Directions for this task: Reproduce verbatim the passage on hyperbaric oxygen treatment for brain injury, from "There is an" up to and including "for wound healing.".

Given passage:
There is an effective, ethical, medically safe treatment available for TBI/PTSD-wounded personnel and Veterans, but it is not being researched or developed aggressively nor is it being made available to our injured troops or civilians. We have accumulated scientific and clinical evidence of the efficacy of Hyperbaric Oxygen Therapy (See https://treatnow.org/knowledgebase/ ). It is the only currently available, demonstrably promising treatment for TBI/PTSD and concussions. The treatment is showing promise for anyone with brain injury, no matter how the injury is acquired. Coupled with Functional Medicine, HBOT can provide the missing ingredient to heal brain wounds: oxygen under pressure for wound healing.

Entries supplied:
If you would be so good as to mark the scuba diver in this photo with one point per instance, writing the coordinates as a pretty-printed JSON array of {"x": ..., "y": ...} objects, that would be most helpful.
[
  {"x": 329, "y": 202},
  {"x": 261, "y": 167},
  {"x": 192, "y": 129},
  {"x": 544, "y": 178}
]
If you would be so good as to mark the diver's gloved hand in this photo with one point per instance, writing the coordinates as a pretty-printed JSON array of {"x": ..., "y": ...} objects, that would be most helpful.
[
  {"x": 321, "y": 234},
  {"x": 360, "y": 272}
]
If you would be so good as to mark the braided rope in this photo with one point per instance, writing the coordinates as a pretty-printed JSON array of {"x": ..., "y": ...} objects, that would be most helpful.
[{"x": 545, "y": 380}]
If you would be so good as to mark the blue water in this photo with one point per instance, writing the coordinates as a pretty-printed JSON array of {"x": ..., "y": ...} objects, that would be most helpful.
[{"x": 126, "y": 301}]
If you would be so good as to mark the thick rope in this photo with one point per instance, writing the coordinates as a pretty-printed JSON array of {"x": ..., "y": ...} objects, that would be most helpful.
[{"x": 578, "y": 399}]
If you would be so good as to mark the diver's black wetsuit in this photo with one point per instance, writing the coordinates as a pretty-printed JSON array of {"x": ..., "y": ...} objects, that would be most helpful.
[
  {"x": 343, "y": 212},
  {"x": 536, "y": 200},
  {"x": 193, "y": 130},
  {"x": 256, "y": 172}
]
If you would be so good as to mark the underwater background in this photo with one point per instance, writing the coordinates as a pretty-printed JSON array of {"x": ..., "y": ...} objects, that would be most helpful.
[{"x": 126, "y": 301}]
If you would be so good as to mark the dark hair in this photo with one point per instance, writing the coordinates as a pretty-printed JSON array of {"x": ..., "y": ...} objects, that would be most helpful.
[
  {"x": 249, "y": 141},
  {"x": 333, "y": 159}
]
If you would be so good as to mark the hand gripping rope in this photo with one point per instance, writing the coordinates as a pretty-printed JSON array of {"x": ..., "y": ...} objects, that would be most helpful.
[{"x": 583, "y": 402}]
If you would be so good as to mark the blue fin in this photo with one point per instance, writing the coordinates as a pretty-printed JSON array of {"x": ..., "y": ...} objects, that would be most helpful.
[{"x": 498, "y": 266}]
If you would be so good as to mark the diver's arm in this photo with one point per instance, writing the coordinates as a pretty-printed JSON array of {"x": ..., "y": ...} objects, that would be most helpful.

Result of this task:
There is an effective, ethical, medically safe treatment available for TBI/PTSD-wounded personnel and Veterans, but it is not being researched or developed aggressively nor is it being made available to our injured troops or civilians. We have accumulated scientific and clinical evidence of the efficacy of Hyperbaric Oxygen Therapy (See https://treatnow.org/knowledgebase/ ). It is the only currently available, demonstrably promising treatment for TBI/PTSD and concussions. The treatment is showing promise for anyone with brain injury, no matter how the injury is acquired. Coupled with Functional Medicine, HBOT can provide the missing ingredient to heal brain wounds: oxygen under pressure for wound healing.